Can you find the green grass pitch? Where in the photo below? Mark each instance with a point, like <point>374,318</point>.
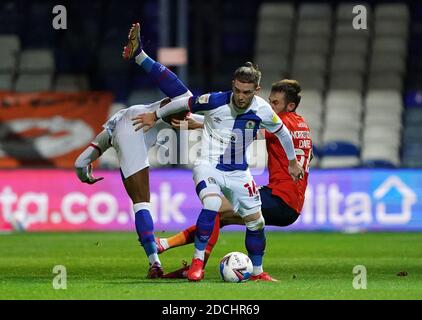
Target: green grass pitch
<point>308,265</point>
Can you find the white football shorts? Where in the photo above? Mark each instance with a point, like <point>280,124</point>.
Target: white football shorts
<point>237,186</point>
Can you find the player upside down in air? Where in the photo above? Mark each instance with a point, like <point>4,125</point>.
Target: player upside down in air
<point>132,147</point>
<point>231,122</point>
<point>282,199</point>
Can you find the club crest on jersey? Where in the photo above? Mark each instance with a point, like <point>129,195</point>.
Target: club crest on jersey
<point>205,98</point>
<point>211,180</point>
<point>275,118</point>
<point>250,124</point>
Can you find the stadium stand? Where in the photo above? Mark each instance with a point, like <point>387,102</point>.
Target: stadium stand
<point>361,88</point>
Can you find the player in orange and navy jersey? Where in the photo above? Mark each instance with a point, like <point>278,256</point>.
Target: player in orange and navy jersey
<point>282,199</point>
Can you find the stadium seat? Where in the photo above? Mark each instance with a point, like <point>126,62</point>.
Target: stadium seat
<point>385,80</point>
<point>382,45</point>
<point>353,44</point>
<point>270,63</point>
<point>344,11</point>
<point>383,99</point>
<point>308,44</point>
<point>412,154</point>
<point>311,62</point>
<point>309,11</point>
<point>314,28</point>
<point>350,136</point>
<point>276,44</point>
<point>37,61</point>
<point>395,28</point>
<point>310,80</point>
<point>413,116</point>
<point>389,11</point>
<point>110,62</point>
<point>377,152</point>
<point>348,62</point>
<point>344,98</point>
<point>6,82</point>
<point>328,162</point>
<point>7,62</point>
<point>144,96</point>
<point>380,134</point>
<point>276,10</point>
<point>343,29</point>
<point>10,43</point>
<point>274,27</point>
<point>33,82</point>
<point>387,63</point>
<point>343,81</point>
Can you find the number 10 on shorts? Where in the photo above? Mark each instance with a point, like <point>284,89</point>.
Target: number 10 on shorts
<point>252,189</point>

AIM OF THE EXERCISE:
Copy all records exactly, no images.

RESULT OF THE TASK:
Can you find the green grass pitch? Where in the photo below? Mark each instance with a point, like <point>374,318</point>.
Target: green grass pitch
<point>308,265</point>
Can you find the white football shorts? Where in the photo above? Mark each instance with a point, like <point>280,124</point>.
Target: white football shorts
<point>237,186</point>
Can you find the player upside down in air? Where in the photo above? Mark each instance with a point, like <point>4,125</point>.
Target: player upside down in air
<point>132,147</point>
<point>231,122</point>
<point>282,199</point>
Can you find the club crest on jersey? Where in the photo above? Mark each instance with a point, like <point>129,195</point>.
Target: club crest on jersey
<point>205,98</point>
<point>211,180</point>
<point>275,118</point>
<point>250,124</point>
Can you find the stadium stand? Where in the photo above? Mark each instance with a point, like <point>387,102</point>.
Target: stadium stand
<point>361,88</point>
Can you find the player in orange and navy jersey? Where in the photo above? Mark each instance with a point, like <point>278,256</point>.
Target: player in orange and navy jersey
<point>282,199</point>
Can you find the stadium seat? Where in the photo above? Mark each instance with a point, like <point>126,62</point>.
Target: stadium seat
<point>385,80</point>
<point>382,45</point>
<point>353,44</point>
<point>270,63</point>
<point>344,11</point>
<point>383,99</point>
<point>308,44</point>
<point>412,154</point>
<point>311,62</point>
<point>309,11</point>
<point>314,28</point>
<point>350,136</point>
<point>276,44</point>
<point>37,61</point>
<point>395,28</point>
<point>310,80</point>
<point>413,116</point>
<point>389,11</point>
<point>110,62</point>
<point>377,152</point>
<point>348,62</point>
<point>344,98</point>
<point>6,82</point>
<point>328,162</point>
<point>7,62</point>
<point>144,96</point>
<point>380,134</point>
<point>276,10</point>
<point>343,29</point>
<point>10,43</point>
<point>274,27</point>
<point>33,82</point>
<point>387,63</point>
<point>343,81</point>
Can you find the number 10 on shorts? Where in the photo above? Mark each instance with a point, like <point>284,89</point>.
Target: number 10 on shorts
<point>252,189</point>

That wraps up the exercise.